Task objective:
Starting at the line that holds "Each instance receives one keypoint. Mark the snow-covered", set down each line through the end of the listing, exactly as written and with nothing added.

--- Recorded data ---

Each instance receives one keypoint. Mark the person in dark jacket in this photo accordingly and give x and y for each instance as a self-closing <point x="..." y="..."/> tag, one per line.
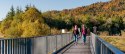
<point x="75" y="33"/>
<point x="84" y="33"/>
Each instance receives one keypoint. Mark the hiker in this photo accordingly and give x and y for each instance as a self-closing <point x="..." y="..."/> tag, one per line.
<point x="95" y="30"/>
<point x="84" y="32"/>
<point x="75" y="33"/>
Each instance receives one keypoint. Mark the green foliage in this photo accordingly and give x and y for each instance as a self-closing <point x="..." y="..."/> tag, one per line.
<point x="107" y="16"/>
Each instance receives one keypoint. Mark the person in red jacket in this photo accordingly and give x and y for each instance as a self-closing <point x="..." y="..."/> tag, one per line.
<point x="84" y="32"/>
<point x="75" y="33"/>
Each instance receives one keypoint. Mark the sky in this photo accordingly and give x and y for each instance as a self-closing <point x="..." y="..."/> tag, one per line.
<point x="43" y="5"/>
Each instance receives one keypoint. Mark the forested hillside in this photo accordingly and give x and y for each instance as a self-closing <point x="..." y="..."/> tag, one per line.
<point x="107" y="16"/>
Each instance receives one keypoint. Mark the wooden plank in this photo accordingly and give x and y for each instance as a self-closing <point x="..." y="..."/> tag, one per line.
<point x="80" y="48"/>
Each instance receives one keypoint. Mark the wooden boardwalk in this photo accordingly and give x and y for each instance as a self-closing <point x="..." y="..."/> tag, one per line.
<point x="80" y="48"/>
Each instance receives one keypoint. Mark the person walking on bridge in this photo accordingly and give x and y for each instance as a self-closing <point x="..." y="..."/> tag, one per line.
<point x="84" y="32"/>
<point x="75" y="33"/>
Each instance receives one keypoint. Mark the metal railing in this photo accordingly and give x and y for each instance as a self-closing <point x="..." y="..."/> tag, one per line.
<point x="34" y="45"/>
<point x="100" y="46"/>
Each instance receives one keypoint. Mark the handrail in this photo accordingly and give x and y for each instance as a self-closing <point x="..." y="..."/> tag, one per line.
<point x="103" y="47"/>
<point x="34" y="45"/>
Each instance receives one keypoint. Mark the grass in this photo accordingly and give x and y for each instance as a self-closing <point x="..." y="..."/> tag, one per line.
<point x="117" y="41"/>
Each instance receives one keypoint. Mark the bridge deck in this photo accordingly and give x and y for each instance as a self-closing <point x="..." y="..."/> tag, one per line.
<point x="80" y="48"/>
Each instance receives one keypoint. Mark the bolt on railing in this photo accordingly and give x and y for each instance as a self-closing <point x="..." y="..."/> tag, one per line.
<point x="100" y="46"/>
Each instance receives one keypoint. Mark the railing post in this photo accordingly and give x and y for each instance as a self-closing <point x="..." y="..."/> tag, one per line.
<point x="46" y="45"/>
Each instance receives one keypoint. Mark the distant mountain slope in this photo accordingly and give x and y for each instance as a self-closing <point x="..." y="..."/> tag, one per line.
<point x="107" y="16"/>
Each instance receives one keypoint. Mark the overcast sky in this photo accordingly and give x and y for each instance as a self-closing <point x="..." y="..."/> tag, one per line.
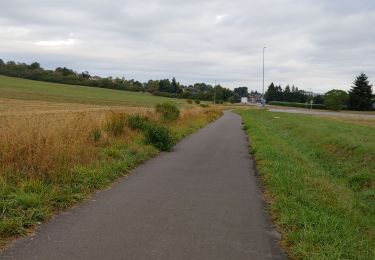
<point x="314" y="44"/>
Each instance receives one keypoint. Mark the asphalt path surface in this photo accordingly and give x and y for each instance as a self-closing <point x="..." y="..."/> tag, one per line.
<point x="201" y="201"/>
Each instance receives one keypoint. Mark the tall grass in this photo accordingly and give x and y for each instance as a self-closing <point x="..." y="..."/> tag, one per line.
<point x="50" y="161"/>
<point x="319" y="177"/>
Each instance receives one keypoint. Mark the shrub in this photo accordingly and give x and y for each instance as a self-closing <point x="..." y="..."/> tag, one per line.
<point x="138" y="122"/>
<point x="115" y="123"/>
<point x="295" y="104"/>
<point x="96" y="134"/>
<point x="168" y="110"/>
<point x="160" y="137"/>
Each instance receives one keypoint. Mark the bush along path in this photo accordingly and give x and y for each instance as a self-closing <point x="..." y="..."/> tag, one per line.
<point x="200" y="201"/>
<point x="31" y="193"/>
<point x="319" y="178"/>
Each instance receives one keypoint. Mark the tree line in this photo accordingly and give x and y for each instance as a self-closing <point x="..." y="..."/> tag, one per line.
<point x="359" y="97"/>
<point x="162" y="87"/>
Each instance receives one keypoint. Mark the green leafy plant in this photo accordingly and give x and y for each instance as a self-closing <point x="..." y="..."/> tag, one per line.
<point x="115" y="123"/>
<point x="169" y="111"/>
<point x="138" y="122"/>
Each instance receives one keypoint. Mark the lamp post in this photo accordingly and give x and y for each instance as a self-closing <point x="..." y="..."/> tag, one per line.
<point x="263" y="101"/>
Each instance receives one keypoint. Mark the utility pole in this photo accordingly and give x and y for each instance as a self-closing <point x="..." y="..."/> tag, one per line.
<point x="263" y="101"/>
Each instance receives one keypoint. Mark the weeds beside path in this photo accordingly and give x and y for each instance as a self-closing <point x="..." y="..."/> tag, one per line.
<point x="319" y="177"/>
<point x="48" y="162"/>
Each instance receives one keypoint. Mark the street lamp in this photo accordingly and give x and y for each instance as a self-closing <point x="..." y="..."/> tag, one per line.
<point x="263" y="101"/>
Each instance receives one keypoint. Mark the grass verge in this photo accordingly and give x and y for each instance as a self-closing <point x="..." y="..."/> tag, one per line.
<point x="319" y="178"/>
<point x="51" y="162"/>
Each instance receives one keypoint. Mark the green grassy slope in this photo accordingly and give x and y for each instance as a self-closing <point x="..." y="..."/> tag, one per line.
<point x="319" y="177"/>
<point x="16" y="88"/>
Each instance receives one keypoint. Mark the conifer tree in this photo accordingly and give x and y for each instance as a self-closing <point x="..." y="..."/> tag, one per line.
<point x="360" y="96"/>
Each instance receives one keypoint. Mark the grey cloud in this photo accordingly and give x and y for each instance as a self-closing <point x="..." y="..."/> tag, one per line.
<point x="314" y="44"/>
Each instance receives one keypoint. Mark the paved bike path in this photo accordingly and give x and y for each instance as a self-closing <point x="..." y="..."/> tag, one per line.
<point x="201" y="201"/>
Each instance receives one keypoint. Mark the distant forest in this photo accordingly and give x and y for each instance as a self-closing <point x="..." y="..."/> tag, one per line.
<point x="163" y="87"/>
<point x="291" y="94"/>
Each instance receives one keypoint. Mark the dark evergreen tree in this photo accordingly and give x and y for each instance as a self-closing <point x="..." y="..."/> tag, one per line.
<point x="360" y="96"/>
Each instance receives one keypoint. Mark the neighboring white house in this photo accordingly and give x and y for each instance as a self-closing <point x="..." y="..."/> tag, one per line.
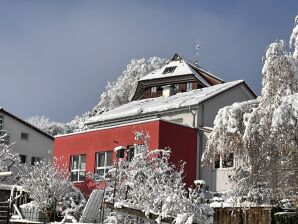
<point x="30" y="143"/>
<point x="193" y="107"/>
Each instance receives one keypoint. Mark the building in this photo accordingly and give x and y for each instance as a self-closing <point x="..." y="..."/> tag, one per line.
<point x="93" y="150"/>
<point x="179" y="75"/>
<point x="29" y="142"/>
<point x="179" y="95"/>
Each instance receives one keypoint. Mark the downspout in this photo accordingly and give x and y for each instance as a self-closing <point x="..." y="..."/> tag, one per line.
<point x="193" y="116"/>
<point x="200" y="141"/>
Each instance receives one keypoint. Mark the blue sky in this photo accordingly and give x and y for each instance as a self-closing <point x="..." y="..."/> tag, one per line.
<point x="57" y="56"/>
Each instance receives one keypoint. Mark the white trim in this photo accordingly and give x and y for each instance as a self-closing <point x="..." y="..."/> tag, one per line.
<point x="105" y="168"/>
<point x="78" y="170"/>
<point x="122" y="125"/>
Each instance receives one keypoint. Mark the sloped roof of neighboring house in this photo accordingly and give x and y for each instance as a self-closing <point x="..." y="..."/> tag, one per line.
<point x="163" y="104"/>
<point x="26" y="123"/>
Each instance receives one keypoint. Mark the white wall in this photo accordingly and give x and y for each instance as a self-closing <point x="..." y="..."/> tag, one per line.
<point x="217" y="179"/>
<point x="37" y="145"/>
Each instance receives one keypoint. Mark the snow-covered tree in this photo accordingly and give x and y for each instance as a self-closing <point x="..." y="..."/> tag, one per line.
<point x="47" y="183"/>
<point x="122" y="90"/>
<point x="117" y="93"/>
<point x="262" y="132"/>
<point x="149" y="182"/>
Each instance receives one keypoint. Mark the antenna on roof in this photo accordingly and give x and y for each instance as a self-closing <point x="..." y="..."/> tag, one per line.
<point x="197" y="49"/>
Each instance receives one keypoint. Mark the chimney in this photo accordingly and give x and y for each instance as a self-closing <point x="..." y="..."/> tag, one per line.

---

Output below:
Each instance receives one keypoint. Mark the snow-covered tree in this photo accordingly and give x and y for each instance as a self-closing <point x="..." y="..."/> tag, one per line.
<point x="47" y="183"/>
<point x="122" y="90"/>
<point x="117" y="93"/>
<point x="262" y="132"/>
<point x="149" y="182"/>
Each instance receives one keypoint. Mark the antenna on roof in this photo accordingly and give x and y for each instance as a self-closing <point x="..." y="..."/> tag, one per line.
<point x="197" y="49"/>
Each instance receives one keypoint. Mark the chimney in this photo accordingly and give x and y for each instance as a self-closing <point x="..." y="..."/> tag, one per line.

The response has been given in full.